━━━ TEXT EXTRACT

Make It Stop: MAXIMUM OVERDRIVE
Emilio Estevez is an ex-con who works as a cook at the Dixie Boy, where he suffers under the oppressive rule of venerable character actor and Tim Burton’s Commissioner Gordon, Pat Hingle. Pat calls everybody in the movie Bubba, and he addresses them as such every single line. He also has a license plate that reads Bubba, which means he’s a Bubba too. There’s something egalitarian about that, isn’t there? Anyway, Hingle is a pretty standard issue Stephen King villain, a small-town tinpot who hates social progress and has stupid but strong underlings (King is still using this type in his books - check out the bad guy in Under the Dome. Big Jim Rennie is a slightly smarter version of Hingle’s Hendershot), but King mostly lets the character fizzle out. Just like the whole movie.

━━━━━━
━━━ SUPPLIED DATA

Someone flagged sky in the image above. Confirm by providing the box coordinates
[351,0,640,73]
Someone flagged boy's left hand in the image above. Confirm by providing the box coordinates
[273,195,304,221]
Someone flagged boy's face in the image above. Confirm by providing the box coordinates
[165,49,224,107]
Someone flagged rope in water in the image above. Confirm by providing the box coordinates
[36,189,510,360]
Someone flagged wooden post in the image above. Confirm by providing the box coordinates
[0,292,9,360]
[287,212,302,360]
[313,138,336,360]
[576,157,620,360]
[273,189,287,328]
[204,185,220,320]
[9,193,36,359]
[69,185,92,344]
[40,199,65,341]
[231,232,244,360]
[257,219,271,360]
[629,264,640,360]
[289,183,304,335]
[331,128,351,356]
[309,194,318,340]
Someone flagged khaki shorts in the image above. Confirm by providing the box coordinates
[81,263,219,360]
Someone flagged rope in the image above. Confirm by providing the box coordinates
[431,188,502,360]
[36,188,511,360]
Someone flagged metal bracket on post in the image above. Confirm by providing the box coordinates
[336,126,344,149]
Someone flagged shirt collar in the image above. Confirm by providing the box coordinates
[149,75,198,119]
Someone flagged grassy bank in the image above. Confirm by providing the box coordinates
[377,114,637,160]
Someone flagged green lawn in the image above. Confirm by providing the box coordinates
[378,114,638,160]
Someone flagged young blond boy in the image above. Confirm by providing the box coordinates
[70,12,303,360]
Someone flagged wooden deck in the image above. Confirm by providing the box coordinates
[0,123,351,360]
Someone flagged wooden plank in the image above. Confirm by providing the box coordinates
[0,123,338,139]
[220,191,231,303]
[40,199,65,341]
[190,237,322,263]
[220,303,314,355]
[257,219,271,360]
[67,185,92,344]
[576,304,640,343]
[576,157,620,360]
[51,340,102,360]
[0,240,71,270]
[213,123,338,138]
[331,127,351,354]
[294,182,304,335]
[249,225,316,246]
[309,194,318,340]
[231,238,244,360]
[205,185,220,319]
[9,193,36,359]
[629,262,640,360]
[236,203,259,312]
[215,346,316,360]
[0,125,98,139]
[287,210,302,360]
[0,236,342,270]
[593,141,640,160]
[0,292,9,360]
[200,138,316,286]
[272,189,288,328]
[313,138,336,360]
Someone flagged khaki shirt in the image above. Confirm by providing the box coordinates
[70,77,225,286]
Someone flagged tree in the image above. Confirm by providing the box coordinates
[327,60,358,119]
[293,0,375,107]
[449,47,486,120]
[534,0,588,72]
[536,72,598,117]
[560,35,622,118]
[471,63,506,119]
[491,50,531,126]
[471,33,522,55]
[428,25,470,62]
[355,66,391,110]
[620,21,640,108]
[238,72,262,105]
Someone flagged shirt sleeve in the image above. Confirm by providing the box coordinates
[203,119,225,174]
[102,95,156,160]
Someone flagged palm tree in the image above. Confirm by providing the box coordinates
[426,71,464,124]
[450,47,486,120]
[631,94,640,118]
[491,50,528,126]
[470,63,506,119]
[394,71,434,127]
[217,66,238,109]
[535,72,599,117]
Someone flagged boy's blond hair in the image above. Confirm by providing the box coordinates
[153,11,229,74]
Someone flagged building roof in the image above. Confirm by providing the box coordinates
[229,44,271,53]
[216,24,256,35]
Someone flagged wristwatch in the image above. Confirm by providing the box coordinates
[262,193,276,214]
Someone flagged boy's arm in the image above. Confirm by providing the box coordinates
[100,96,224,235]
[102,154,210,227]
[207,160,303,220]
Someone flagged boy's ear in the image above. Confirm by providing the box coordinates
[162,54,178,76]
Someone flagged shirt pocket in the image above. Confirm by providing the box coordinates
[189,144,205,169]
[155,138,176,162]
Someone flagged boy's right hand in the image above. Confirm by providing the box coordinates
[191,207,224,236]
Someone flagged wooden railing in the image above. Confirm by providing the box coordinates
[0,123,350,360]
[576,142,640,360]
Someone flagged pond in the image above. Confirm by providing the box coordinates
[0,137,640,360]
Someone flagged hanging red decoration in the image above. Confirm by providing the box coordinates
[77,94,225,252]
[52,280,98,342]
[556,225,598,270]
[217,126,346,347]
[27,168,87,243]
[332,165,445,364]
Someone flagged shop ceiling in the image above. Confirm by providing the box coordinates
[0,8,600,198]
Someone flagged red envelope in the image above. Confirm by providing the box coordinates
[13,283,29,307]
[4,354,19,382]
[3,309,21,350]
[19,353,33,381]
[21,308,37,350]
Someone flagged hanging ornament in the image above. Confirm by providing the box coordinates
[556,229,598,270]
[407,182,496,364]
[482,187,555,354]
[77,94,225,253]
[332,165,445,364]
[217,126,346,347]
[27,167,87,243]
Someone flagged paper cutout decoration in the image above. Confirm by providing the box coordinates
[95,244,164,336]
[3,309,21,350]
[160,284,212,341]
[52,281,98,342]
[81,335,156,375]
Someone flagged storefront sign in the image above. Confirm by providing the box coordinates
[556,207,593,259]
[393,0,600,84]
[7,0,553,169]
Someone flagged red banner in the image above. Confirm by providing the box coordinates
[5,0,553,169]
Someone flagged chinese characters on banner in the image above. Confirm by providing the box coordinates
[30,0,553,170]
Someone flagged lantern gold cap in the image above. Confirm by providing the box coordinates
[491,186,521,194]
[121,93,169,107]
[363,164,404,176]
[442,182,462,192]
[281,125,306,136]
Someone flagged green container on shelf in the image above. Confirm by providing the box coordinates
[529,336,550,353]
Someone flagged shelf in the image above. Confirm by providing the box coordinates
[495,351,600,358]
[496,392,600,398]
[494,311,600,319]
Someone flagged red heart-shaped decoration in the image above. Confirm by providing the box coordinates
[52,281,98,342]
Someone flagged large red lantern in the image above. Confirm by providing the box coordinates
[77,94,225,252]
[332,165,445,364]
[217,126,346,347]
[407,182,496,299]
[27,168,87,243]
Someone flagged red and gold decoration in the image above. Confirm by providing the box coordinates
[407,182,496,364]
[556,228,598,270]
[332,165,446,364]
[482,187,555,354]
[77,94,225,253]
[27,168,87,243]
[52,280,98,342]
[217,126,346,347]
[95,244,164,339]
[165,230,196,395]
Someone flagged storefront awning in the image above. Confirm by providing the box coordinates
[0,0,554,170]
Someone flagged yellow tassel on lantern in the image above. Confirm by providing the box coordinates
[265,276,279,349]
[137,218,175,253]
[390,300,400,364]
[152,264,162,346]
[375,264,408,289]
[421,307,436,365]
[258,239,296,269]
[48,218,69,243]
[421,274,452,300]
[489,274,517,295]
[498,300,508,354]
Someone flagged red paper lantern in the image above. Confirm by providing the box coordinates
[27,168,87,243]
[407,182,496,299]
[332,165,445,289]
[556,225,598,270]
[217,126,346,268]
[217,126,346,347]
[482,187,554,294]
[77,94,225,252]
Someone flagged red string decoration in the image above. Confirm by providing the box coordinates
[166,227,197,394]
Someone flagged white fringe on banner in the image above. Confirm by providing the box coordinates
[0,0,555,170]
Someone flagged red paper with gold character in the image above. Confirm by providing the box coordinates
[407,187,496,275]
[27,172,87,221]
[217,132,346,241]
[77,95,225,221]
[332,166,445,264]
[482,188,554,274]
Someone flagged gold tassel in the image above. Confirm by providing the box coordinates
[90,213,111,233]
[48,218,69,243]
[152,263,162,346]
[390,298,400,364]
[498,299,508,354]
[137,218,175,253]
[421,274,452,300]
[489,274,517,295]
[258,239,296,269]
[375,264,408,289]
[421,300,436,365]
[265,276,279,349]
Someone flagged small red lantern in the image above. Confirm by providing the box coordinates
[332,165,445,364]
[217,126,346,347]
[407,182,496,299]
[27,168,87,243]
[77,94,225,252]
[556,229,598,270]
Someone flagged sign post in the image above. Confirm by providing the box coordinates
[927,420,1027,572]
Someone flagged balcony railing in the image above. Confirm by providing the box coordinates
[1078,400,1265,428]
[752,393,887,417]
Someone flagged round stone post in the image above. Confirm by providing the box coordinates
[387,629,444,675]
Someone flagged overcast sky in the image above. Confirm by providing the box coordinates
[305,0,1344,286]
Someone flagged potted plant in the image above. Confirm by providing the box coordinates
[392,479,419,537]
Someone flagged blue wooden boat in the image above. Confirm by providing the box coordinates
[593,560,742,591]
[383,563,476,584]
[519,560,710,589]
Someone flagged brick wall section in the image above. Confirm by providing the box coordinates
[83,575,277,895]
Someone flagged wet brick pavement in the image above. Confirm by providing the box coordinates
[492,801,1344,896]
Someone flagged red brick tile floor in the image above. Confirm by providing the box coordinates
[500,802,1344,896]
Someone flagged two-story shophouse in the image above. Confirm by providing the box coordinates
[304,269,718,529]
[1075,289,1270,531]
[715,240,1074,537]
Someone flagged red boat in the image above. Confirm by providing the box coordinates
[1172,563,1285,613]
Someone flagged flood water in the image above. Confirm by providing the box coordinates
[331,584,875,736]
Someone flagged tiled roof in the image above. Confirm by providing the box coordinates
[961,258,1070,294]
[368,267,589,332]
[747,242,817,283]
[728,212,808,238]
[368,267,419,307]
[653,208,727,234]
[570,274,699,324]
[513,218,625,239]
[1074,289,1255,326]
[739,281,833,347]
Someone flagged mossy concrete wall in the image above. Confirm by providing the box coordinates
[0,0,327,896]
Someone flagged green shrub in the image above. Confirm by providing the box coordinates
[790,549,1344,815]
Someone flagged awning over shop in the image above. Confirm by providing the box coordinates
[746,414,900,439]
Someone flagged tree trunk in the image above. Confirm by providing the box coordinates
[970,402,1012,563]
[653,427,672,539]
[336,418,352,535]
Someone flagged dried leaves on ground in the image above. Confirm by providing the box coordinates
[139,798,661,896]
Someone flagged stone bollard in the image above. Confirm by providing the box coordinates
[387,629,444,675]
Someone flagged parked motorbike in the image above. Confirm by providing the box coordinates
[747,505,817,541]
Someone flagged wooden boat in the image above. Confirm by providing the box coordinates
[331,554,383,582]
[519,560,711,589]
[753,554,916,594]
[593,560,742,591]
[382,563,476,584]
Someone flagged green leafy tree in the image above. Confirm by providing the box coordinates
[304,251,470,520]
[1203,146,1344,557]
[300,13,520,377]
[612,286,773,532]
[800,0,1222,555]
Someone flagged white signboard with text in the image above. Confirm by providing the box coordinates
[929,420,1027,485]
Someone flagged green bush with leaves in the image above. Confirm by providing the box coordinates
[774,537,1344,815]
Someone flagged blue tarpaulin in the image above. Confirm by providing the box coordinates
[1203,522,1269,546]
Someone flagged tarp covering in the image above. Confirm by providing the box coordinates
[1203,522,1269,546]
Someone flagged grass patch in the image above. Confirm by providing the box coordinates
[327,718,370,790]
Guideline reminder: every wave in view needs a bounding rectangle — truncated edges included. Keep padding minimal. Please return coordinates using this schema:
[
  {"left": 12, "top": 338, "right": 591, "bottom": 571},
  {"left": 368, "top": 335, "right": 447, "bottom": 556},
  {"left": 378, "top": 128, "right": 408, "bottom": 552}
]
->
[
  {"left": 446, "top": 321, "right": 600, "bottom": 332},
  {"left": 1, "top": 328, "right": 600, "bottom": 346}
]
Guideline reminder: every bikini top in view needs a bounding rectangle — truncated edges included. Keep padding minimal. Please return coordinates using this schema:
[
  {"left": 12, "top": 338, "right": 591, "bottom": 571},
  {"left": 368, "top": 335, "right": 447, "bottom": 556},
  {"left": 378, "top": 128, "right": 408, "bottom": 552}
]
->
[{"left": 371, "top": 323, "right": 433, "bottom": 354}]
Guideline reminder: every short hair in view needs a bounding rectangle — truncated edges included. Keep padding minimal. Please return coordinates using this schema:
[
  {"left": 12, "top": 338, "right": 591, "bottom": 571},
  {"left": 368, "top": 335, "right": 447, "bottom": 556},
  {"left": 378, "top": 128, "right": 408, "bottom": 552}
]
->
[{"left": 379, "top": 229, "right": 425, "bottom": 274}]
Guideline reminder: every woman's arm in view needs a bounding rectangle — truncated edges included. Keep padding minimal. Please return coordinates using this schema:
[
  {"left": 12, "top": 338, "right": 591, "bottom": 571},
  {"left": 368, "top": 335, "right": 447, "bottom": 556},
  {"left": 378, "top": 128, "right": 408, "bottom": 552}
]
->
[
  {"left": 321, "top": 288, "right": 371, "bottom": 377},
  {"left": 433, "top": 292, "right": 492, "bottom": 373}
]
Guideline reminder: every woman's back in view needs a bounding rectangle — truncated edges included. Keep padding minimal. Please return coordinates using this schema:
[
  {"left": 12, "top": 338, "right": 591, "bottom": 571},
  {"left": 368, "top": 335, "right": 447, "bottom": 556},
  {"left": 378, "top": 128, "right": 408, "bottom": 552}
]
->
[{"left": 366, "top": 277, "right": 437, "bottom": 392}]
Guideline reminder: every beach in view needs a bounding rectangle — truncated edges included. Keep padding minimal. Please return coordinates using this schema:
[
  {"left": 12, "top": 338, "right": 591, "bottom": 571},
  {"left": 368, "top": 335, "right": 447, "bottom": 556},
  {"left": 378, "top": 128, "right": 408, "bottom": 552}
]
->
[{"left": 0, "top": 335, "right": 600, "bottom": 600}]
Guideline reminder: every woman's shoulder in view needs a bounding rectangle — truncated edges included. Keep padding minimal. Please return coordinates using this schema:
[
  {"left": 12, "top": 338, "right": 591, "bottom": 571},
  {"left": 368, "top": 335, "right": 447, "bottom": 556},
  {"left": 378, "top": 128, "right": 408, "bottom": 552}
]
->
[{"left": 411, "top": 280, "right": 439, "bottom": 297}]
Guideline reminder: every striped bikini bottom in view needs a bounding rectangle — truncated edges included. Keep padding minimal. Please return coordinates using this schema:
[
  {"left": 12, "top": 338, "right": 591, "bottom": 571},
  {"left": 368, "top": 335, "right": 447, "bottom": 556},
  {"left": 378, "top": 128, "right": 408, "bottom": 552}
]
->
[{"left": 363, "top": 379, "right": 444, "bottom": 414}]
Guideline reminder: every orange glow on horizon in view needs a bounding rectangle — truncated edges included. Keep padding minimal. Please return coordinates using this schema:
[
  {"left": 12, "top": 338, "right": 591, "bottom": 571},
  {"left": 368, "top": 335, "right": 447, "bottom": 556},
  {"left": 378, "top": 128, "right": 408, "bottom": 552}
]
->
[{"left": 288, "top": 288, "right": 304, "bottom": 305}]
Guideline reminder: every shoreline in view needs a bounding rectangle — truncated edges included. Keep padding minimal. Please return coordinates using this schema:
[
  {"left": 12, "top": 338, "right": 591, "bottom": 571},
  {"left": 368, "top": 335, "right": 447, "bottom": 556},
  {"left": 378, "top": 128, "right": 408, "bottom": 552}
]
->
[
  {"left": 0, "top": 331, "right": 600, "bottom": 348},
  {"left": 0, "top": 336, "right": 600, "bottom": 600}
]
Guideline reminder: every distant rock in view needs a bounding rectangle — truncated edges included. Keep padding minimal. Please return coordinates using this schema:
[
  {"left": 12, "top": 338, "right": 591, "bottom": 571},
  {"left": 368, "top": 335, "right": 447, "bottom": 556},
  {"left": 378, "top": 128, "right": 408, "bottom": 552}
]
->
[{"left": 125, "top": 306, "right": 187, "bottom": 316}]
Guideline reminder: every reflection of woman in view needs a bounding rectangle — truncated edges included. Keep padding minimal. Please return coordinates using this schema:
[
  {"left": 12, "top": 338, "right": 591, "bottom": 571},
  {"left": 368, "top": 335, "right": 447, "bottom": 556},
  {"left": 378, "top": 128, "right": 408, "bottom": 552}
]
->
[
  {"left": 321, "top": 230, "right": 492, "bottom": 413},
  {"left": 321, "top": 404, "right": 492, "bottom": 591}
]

━━━━━━

-- TASKS TO COMPLETE --
**A)** Reproduce the part of the Maximum Overdrive review starting at "Make It Stop: MAXIMUM" and ending at "the whole movie.".
**B)** Which real people, as opposed to fictional characters, does the Maximum Overdrive review name?
**C)** In the Maximum Overdrive review, what does Pat Hingle's license plate read?

-- FULL ANSWERS --
**A)**
Make It Stop: MAXIMUM OVERDRIVE
Emilio Estevez is an ex-con who works as a cook at the Dixie Boy, where he suffers under the oppressive rule of venerable character actor and Tim Burton’s Commissioner Gordon, Pat Hingle. Pat calls everybody in the movie Bubba, and he addresses them as such every single line. He also has a license plate that reads Bubba, which means he’s a Bubba too. There’s something egalitarian about that, isn’t there? Anyway, Hingle is a pretty standard issue Stephen King villain, a small-town tinpot who hates social progress and has stupid but strong underlings (King is still using this type in his books - check out the bad guy in Under the Dome. Big Jim Rennie is a slightly smarter version of Hingle’s Hendershot), but King mostly lets the character fizzle out. Just like the whole movie.

**B)** Emilio Estevez, Pat Hingle, Tim Burton, Stephen King

**C)** Bubba